Instructions:
**a.** Decide whether each statement below agrees with the article on three-parent embryos. For each, answer yes or no and quote the deciding words of the article.
(i) MPs in the House of Commons are to vote next Tuesday on making Britain the first country to offer the treatments.
(ii) The scientists who urged approval came from ten countries.
(iii) The churches criticized the move only on grounds of safety.
**b.** Continue the article on three-parent embryos from its last sentence.

Document section:
****

Saturday, 31 January 2015

Scientists dismiss opposition to three-parent embryos as 'ignorant' - haven’t we been here before?

Next Tuesday MPs in the House of Commons will be asked to vote to make Britain the first country in the world to offer controversial ‘three-parent’ fertility treatments to families who want to avoid passing on mitochondrial diseases to their children.

This is final crunch time so it’s not surprising that the media is giving the debate high profile.

Earlier this week forty scientists from 14 countries urged the British legislature to approve the new laws allowing mitochondrial DNA transfer.

Yesterday the Anglican and Catholic Churches struck back criticising the move on grounds of ethics, efficacy and safety.

Today the scientists have done their usual retreat at such moments and accused the churches of ‘ignorance’: ‘The objections are all religious, they just don’t understand the science’.

****

Dataset excerpts:
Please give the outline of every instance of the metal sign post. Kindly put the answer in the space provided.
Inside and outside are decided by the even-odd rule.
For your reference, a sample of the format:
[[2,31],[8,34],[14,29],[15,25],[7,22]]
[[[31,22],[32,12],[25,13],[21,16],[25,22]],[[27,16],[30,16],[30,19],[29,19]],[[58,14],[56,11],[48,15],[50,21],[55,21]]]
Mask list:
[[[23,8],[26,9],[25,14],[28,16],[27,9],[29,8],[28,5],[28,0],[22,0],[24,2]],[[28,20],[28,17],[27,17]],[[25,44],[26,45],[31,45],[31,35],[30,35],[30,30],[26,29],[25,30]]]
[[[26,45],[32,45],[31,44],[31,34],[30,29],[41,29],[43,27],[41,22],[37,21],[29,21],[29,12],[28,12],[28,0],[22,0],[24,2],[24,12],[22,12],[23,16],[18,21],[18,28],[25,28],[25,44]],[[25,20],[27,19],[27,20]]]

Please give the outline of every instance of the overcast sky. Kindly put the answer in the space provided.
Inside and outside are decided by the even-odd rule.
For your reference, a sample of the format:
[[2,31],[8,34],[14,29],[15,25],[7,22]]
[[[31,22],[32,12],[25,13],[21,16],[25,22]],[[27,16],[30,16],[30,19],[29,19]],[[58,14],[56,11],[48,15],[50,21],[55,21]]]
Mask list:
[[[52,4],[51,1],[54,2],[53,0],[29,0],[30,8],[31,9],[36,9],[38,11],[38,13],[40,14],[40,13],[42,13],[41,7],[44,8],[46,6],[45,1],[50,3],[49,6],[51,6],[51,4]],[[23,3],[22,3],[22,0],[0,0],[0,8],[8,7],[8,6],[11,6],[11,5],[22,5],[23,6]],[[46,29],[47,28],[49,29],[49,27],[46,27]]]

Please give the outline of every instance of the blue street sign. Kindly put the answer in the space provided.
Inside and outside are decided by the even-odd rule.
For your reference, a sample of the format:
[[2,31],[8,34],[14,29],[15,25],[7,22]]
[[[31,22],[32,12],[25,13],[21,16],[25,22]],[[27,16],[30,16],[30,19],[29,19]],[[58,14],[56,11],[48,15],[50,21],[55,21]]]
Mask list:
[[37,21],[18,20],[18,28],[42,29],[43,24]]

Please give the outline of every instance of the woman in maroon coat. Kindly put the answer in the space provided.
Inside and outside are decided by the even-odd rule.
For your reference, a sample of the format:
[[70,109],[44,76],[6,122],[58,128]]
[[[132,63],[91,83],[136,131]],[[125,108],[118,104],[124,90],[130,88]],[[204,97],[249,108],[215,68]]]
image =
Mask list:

****

Responses per task:
**a.**
(i) Yes: "Next Tuesday MPs in the House of Commons will be asked to vote to make Britain the first country in the world to offer controversial ‘three-parent’ fertility treatments"
(ii) No: "forty scientists from 14 countries"
(iii) No: "on grounds of ethics, efficacy and safety"

**b.**
But it’s precisely because the scientists have not effectively made their case that Christians with science backgrounds are raising objections.

Over the last three years Christian Medical Fellowship – an organisation with over 4,500 British doctors as members – has published over 20 articles (see here and here) raising serious questions not just about the ethics, but also about whether these techniques are safe, workable or even necessary.

We have also warned repeatedly about the dangers of these techniques crossing two scientific rubicons in allowing both germline alteration (generationally transmissible genetic modification) and also cell nuclear replacement.

These warnings have gone unheeded. 

Most of the MPs who will be voting on Tuesday do not have scientific backgrounds and are not experts in ethics – and will be basing their votes on what they are being told by the scientific community.

There are about 50 known mitochondrial diseases (MCDs), which are passed on in genes coded by mitochondrial (as opposed to nuclear) DNA. They range hugely in severity, but for most there is presently no cure and little other than supportive treatment.

It is therefore understandable that scientists and affected families want research into these two related ‘three-parent embryo’ techniques (pronuclear transfer and maternal spindle transfer) to go ahead.

But there are very good reasons for caution.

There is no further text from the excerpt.